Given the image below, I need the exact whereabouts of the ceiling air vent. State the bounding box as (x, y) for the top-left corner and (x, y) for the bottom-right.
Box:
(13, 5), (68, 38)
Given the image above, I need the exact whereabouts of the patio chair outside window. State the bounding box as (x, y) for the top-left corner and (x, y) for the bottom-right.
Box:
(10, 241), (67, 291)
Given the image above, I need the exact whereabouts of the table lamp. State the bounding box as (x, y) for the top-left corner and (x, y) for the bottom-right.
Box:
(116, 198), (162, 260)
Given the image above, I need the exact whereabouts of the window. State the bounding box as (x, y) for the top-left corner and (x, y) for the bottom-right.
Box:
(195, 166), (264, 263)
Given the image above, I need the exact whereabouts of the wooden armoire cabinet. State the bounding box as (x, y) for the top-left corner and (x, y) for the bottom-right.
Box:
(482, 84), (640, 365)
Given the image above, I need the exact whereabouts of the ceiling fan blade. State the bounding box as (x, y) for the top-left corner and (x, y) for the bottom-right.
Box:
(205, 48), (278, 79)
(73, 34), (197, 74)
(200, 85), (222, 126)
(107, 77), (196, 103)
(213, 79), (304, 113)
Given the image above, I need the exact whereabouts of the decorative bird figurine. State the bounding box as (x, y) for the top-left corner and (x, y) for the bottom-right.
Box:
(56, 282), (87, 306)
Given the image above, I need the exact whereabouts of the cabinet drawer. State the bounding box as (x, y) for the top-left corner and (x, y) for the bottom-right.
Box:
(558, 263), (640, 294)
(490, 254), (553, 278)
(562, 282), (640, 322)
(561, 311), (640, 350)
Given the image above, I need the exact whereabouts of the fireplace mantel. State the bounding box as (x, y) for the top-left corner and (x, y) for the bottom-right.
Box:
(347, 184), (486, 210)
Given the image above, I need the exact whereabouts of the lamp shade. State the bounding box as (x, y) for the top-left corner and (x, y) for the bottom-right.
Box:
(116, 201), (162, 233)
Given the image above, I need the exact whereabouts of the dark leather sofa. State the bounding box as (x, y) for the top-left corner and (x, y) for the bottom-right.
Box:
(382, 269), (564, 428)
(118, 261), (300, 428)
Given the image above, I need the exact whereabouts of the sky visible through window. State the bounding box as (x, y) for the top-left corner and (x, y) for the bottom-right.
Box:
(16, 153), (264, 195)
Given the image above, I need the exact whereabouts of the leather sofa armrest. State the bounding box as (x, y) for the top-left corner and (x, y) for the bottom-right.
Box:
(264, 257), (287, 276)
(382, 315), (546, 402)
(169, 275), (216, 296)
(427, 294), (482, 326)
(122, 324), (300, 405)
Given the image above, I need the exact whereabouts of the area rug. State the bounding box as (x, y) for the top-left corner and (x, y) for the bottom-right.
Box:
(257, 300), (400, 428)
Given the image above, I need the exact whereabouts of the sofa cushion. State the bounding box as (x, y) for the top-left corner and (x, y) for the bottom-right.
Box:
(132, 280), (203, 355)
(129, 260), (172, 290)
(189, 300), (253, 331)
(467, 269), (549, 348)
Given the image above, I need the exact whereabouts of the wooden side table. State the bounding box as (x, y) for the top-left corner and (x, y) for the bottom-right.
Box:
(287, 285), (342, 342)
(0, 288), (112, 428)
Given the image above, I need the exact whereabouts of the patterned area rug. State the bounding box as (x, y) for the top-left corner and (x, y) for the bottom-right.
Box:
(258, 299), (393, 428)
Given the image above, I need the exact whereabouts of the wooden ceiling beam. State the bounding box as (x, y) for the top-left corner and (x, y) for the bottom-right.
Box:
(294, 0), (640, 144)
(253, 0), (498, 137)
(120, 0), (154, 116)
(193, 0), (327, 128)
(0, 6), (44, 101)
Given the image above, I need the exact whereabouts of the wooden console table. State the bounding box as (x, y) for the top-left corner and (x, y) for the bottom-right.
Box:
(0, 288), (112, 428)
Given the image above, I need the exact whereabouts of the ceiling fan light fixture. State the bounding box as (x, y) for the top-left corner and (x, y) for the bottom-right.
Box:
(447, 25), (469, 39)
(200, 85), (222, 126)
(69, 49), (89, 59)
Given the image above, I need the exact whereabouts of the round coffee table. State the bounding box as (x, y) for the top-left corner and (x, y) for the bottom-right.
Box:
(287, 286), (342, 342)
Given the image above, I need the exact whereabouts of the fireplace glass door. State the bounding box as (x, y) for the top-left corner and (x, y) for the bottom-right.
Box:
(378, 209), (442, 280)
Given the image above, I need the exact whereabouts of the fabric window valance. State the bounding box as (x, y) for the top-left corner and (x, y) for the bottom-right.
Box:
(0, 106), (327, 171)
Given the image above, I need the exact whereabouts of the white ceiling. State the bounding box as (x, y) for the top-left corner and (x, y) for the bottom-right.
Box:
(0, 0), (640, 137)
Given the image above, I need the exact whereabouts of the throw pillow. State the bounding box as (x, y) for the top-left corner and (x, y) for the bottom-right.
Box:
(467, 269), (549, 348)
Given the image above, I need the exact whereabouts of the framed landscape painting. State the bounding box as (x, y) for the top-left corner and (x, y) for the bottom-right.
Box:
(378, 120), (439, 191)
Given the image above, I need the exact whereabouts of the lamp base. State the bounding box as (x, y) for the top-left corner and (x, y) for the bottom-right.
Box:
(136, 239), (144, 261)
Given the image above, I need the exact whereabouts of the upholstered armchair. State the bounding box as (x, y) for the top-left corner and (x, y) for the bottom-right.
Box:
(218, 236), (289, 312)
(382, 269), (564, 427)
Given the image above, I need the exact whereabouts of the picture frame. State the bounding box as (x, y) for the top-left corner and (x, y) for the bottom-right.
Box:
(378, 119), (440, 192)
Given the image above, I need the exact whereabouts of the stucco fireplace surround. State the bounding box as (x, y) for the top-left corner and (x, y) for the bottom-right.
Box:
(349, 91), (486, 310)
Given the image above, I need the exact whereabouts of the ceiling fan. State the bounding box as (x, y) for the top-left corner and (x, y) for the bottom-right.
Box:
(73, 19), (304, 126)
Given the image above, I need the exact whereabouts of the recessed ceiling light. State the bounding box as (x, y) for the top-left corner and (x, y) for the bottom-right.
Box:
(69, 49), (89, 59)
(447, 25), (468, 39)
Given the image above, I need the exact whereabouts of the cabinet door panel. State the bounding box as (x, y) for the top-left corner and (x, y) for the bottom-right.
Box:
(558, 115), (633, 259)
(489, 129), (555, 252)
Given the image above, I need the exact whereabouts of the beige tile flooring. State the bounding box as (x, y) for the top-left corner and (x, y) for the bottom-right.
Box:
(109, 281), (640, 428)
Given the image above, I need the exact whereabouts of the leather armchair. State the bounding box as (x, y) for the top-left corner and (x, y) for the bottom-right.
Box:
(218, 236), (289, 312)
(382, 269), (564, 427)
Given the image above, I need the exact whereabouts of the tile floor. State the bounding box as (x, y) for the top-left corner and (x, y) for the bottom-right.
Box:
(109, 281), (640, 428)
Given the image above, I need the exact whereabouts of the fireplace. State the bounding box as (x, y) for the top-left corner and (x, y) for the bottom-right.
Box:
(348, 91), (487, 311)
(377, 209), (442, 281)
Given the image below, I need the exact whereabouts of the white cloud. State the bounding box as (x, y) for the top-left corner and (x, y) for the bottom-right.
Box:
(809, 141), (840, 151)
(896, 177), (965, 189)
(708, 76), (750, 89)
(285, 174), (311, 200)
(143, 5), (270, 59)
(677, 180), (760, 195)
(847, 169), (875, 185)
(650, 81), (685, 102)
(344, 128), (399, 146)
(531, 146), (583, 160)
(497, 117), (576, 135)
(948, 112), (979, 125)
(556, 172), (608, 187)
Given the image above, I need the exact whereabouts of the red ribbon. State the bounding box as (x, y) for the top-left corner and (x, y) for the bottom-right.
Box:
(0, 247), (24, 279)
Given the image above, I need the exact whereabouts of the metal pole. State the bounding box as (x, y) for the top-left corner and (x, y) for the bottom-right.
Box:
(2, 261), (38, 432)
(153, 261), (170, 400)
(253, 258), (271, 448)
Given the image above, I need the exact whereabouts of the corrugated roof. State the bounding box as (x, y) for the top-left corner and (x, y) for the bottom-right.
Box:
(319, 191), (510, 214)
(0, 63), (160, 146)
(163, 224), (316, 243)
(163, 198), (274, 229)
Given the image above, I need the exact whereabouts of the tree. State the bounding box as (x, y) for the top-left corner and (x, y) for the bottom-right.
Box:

# Work instructions:
Reproduce the entries from the line with "the cabinet drawer." up to and including the line with "(561, 311), (640, 350)", substituting "precise location" for "exact whereabouts" and leaving everything else unchanged.

# Reply:
Given the image above, I need the precise location of the cabinet drawer. State the bounding box as (x, y) for the top-left corner and (x, y) for the bottom-right.
Box:
(558, 263), (640, 294)
(490, 254), (553, 278)
(562, 282), (640, 322)
(561, 311), (640, 350)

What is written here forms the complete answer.